■ WHAT IS REQUIRED
Quote only the span from the first line of the entries to the line containing "x=610 y=367", both ends kept. Leave every picture out.

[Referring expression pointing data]
::::::::

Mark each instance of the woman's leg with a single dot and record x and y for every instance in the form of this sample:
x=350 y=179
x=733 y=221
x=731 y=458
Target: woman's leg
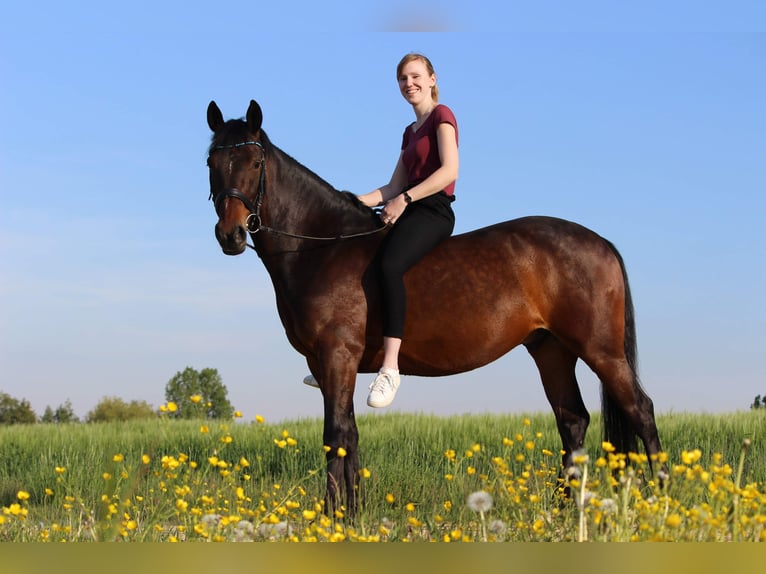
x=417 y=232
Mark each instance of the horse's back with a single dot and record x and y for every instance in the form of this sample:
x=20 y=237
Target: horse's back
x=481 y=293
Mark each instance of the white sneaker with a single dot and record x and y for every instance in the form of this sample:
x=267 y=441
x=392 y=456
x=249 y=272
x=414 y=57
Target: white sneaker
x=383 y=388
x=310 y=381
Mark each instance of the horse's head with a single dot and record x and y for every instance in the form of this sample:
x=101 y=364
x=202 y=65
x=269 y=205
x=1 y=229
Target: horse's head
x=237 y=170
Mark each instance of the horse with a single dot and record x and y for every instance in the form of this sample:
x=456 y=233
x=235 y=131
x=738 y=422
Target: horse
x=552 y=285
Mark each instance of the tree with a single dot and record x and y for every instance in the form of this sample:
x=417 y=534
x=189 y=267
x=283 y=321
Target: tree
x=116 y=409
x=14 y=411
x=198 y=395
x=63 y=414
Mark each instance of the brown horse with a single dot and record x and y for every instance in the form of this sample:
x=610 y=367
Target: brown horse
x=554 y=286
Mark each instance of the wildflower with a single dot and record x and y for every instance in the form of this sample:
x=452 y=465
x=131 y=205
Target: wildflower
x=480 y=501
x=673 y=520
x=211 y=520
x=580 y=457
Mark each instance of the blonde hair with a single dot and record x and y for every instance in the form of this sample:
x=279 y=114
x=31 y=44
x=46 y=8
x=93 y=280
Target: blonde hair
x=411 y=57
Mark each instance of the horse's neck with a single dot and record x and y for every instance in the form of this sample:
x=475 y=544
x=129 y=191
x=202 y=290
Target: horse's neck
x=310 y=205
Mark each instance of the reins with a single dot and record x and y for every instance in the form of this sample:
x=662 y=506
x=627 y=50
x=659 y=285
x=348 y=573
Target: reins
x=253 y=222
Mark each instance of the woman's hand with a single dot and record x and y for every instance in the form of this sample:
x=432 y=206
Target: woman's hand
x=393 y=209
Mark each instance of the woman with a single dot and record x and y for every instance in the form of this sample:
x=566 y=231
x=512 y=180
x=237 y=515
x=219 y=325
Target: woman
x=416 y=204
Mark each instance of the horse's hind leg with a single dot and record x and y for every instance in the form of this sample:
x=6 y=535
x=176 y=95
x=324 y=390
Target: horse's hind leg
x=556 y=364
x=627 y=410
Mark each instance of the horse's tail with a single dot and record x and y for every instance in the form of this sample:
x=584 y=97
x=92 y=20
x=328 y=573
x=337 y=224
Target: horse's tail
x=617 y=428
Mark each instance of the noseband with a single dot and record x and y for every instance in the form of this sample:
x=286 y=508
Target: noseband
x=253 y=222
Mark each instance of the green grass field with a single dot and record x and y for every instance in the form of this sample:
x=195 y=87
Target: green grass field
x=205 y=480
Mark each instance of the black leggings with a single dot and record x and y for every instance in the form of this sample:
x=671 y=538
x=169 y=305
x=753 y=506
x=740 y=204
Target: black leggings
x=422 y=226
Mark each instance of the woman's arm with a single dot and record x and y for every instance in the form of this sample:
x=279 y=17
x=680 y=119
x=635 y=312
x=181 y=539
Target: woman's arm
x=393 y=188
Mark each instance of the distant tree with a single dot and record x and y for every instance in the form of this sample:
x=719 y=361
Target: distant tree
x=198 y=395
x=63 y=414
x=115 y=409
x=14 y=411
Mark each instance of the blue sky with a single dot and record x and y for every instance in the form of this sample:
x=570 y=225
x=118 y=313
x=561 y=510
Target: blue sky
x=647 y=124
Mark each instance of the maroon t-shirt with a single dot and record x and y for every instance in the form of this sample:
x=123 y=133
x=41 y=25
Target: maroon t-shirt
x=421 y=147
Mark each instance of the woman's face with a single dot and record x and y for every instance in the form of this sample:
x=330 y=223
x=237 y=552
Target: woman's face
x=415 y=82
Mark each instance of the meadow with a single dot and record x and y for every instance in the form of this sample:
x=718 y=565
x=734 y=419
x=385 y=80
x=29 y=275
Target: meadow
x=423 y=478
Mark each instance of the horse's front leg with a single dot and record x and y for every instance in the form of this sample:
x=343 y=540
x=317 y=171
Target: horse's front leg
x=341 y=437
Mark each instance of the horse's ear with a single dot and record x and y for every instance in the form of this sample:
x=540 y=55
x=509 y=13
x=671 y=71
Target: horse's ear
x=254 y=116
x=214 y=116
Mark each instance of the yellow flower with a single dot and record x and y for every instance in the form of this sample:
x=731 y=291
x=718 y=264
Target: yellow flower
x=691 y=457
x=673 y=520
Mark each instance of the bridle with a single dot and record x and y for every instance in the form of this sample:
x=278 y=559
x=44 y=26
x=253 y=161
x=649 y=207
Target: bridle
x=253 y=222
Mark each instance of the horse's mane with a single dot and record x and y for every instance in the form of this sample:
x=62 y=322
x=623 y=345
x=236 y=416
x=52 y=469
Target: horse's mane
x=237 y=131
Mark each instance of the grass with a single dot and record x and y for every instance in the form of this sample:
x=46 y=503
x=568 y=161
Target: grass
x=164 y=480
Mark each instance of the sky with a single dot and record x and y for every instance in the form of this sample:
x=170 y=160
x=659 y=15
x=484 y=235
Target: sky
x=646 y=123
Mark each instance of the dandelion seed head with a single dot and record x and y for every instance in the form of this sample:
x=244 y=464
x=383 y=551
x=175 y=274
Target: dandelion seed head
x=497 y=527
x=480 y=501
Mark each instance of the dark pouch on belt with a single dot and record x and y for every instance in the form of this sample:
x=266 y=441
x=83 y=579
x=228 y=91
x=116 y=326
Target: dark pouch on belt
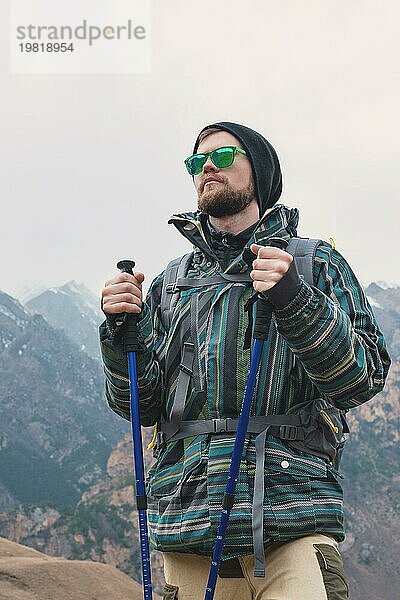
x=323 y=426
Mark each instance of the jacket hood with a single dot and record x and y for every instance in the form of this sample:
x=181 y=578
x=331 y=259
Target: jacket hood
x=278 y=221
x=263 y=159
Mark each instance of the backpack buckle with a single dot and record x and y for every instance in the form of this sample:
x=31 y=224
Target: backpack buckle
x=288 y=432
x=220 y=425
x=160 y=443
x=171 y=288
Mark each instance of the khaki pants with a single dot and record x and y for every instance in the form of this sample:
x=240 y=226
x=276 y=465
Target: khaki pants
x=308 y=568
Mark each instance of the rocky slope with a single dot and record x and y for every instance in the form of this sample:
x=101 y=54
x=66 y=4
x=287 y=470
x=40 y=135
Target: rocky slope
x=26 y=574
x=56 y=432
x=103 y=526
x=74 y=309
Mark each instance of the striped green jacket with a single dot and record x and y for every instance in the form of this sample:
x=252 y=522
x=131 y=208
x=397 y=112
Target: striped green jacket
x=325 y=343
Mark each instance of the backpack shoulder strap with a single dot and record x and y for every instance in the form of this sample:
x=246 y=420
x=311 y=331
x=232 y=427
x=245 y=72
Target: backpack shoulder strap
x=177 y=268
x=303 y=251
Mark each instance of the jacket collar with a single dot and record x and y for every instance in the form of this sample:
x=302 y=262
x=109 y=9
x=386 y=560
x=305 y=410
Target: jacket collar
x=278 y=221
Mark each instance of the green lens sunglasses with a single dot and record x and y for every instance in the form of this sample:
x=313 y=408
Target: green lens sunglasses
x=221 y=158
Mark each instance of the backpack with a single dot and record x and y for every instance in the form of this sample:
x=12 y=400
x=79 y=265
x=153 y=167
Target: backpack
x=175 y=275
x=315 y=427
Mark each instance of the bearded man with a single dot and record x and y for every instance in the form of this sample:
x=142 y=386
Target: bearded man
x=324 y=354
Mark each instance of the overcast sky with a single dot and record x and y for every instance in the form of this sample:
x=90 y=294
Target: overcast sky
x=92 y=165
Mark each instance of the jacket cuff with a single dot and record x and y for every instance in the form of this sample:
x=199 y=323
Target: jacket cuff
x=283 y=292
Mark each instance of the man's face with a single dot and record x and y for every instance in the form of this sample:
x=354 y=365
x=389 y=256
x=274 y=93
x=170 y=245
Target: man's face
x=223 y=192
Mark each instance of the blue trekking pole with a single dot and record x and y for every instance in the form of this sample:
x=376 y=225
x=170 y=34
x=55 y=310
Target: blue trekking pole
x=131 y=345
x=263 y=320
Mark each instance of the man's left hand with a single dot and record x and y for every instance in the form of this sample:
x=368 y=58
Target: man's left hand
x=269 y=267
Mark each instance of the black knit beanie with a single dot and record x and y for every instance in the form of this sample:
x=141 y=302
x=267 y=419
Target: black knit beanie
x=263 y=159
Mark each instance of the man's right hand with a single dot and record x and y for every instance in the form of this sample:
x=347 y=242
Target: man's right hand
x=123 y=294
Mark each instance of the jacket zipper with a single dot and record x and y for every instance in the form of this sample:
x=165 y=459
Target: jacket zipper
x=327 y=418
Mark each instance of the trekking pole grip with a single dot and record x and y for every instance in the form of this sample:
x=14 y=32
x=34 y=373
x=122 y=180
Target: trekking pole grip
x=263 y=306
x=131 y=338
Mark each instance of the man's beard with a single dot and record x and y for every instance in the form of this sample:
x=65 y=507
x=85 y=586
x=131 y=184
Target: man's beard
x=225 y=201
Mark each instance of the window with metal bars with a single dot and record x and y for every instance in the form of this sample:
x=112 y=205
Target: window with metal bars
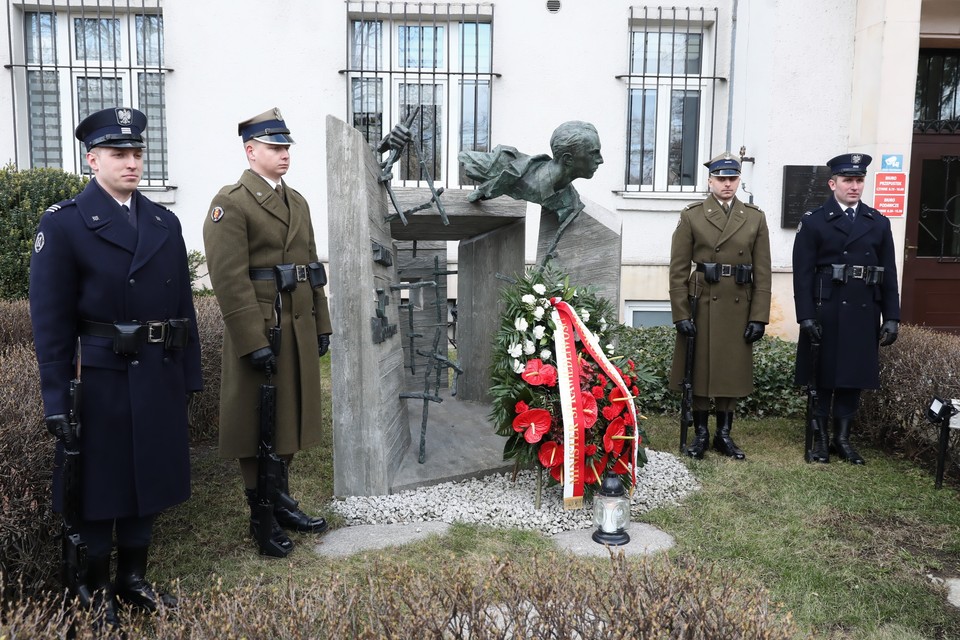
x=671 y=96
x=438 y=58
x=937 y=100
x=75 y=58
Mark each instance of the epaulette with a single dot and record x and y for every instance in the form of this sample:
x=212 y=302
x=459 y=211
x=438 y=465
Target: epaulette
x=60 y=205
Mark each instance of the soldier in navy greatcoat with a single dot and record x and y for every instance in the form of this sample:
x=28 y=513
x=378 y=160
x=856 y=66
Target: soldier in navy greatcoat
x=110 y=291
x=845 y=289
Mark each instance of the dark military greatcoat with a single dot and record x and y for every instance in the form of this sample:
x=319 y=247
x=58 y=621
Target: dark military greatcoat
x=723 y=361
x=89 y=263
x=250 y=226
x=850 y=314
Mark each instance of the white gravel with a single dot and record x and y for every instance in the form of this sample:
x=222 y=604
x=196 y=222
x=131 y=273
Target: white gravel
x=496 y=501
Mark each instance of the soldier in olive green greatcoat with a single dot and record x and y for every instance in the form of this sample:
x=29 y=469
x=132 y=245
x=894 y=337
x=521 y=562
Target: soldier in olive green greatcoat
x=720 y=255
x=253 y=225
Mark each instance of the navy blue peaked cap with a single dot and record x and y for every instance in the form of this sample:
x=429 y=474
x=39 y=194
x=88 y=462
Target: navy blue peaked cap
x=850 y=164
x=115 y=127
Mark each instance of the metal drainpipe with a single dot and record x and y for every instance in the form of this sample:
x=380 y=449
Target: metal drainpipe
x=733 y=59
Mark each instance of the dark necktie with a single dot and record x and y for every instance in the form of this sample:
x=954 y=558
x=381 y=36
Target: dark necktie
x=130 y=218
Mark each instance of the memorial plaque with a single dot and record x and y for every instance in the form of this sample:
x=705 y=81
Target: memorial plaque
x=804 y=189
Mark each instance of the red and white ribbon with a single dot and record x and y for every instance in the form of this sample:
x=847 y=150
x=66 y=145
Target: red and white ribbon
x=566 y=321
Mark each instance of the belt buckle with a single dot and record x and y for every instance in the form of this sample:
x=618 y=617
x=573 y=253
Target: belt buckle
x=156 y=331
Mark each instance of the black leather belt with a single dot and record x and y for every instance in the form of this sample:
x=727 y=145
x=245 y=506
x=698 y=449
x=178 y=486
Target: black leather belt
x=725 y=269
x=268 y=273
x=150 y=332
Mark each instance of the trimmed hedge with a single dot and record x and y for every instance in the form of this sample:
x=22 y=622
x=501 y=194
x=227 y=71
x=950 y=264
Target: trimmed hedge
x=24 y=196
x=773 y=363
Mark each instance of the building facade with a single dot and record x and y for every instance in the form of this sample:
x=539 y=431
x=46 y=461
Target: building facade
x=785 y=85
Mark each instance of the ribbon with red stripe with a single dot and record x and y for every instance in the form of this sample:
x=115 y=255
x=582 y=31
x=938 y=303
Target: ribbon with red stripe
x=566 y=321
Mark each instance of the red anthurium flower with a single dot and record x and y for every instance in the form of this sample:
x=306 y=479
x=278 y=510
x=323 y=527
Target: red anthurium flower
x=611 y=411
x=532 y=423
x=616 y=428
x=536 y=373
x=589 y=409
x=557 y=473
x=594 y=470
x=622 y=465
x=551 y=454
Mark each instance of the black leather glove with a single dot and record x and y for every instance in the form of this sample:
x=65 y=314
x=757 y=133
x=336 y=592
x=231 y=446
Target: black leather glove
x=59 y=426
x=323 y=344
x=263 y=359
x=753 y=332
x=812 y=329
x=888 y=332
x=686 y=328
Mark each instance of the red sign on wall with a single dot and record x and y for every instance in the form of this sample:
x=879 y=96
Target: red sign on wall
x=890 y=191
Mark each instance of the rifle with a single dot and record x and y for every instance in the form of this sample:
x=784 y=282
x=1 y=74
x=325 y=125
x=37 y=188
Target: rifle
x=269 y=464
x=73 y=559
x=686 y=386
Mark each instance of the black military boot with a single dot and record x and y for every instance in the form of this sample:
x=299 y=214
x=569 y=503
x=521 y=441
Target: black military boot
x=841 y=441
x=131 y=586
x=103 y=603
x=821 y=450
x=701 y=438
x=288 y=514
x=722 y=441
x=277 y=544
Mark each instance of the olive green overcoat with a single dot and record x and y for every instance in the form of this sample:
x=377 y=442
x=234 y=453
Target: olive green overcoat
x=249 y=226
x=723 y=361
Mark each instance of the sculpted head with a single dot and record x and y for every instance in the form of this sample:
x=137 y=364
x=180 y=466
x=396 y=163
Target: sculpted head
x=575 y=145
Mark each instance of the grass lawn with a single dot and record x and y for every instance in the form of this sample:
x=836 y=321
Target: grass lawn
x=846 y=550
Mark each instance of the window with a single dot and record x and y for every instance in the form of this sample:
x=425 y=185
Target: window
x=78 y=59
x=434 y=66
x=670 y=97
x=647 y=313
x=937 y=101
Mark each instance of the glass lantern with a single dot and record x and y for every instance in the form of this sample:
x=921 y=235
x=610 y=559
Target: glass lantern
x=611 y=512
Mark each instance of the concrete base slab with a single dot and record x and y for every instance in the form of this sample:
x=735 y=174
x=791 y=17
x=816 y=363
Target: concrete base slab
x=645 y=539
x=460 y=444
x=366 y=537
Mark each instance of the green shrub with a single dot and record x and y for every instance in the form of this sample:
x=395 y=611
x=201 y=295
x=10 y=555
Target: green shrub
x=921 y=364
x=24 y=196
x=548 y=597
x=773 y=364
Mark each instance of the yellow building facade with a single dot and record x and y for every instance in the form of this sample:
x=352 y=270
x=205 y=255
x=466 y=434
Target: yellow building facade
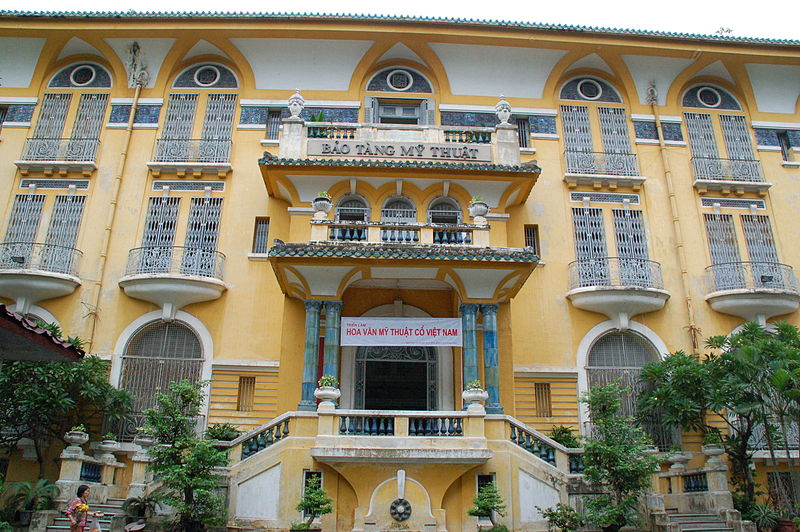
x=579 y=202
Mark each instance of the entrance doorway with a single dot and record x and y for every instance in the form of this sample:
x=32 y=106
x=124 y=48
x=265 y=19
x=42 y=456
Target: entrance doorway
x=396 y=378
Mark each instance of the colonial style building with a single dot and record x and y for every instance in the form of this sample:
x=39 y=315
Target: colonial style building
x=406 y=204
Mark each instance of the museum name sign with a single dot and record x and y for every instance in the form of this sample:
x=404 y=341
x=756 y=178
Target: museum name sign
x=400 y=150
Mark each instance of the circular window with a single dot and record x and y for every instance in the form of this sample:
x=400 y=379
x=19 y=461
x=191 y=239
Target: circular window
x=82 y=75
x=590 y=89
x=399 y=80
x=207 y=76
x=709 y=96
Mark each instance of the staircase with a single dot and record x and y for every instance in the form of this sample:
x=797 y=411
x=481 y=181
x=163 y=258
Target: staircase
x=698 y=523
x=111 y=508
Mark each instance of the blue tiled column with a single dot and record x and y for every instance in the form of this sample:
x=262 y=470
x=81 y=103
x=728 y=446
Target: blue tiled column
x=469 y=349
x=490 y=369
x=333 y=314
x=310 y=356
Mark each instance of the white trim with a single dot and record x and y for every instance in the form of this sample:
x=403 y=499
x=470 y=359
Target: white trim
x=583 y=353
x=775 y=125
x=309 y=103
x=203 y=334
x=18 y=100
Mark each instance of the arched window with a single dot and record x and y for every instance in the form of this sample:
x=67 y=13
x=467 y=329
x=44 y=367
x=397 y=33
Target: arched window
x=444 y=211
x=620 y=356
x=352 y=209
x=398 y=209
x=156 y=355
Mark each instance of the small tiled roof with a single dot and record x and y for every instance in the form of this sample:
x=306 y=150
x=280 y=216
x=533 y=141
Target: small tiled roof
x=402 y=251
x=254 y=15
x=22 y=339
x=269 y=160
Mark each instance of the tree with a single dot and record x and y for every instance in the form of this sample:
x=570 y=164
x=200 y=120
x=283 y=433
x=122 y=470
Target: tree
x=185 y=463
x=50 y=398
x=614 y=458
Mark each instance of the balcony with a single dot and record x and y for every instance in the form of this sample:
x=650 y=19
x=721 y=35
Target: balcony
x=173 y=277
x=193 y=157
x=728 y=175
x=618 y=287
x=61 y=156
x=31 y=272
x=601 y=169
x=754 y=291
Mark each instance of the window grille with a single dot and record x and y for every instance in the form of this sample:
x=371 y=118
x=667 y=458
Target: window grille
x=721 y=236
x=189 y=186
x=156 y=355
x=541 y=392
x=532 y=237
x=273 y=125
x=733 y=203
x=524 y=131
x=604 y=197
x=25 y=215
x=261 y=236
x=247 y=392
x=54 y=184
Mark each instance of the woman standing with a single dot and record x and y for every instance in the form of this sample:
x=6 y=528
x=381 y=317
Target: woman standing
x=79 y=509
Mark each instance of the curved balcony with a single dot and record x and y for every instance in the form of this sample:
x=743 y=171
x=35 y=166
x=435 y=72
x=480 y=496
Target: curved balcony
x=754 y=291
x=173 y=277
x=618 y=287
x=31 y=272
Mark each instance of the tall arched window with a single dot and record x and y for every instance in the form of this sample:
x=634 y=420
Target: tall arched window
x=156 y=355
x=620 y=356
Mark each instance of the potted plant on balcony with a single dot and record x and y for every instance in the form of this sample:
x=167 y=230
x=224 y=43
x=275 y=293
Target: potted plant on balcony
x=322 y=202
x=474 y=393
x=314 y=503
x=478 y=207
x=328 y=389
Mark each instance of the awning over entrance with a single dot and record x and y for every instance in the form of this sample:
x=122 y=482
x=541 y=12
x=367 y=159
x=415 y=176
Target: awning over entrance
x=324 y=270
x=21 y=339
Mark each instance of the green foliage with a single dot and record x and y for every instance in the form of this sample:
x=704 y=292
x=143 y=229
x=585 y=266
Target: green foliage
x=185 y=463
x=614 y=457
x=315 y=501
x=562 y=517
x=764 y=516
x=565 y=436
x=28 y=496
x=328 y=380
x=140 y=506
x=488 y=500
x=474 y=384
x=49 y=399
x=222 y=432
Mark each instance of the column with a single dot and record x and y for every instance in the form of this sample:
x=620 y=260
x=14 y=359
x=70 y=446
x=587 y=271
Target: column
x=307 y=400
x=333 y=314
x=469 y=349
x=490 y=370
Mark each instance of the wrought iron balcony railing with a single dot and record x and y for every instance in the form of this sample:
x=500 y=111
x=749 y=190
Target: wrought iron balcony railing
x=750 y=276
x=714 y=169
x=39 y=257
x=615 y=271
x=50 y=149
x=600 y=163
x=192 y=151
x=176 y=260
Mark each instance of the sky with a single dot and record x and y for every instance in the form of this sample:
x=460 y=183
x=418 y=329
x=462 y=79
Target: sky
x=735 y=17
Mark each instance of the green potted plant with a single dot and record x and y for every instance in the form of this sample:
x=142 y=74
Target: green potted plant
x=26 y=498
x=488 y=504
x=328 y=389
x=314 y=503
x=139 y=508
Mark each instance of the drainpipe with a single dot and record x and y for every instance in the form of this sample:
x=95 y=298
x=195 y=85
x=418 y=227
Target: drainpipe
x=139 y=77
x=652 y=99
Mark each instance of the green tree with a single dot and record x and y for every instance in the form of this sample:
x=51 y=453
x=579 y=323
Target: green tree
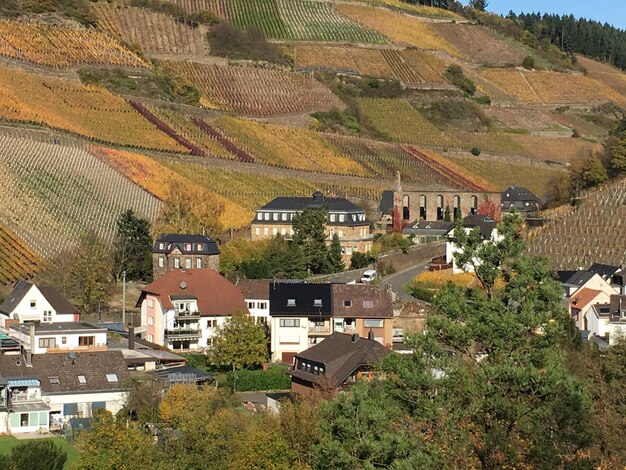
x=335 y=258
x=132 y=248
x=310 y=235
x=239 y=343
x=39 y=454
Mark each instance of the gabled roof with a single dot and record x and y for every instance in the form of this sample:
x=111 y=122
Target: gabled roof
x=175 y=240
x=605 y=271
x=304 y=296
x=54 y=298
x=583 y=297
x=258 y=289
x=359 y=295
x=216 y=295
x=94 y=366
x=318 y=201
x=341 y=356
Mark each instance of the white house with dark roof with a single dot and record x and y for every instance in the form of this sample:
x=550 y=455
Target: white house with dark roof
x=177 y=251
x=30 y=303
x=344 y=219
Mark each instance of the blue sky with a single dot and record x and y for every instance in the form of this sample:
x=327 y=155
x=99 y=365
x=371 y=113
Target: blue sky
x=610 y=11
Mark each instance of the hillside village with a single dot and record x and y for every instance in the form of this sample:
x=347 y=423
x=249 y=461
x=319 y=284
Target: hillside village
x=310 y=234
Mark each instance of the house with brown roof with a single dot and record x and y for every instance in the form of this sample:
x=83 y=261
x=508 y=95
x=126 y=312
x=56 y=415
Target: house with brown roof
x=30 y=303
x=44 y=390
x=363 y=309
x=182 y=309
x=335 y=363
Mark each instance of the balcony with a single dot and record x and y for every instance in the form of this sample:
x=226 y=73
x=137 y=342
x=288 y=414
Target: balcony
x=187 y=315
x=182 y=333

::::::::

■ OUTPUT OF THE TASK
Mark each instance of the woman's leg with a single dot and record x and y for every instance in the form of this sample:
x=350 y=179
x=733 y=221
x=731 y=458
Target: woman's leg
x=417 y=232
Mark each instance of the horse's back with a single dot and record x and y for every instance in the form of this sample:
x=20 y=237
Target: horse's back
x=481 y=293
Mark each instance of the white sneaker with a single dot and record x and y for every instance in the form of this sample:
x=267 y=441
x=392 y=456
x=249 y=272
x=414 y=57
Target: white sneaker
x=383 y=388
x=310 y=381
Mark each instance of the horse's head with a single dot and record x and y for every instance in the form of this sample:
x=101 y=364
x=202 y=65
x=269 y=205
x=1 y=229
Target: horse's head
x=237 y=170
Mark each instance of the horse with a single dot and record x and y for every instance in the form of this sample:
x=456 y=233
x=235 y=131
x=738 y=422
Target: horse
x=552 y=285
Mark each instance of the tree with a single dot and record x and y for every instance in the form of this sample:
x=417 y=534
x=189 y=267
x=283 y=321
Target: tree
x=116 y=409
x=14 y=411
x=198 y=395
x=63 y=414
Mark each instance of the brown horse with a single dot and record x and y for every instance in the form of this sample:
x=610 y=367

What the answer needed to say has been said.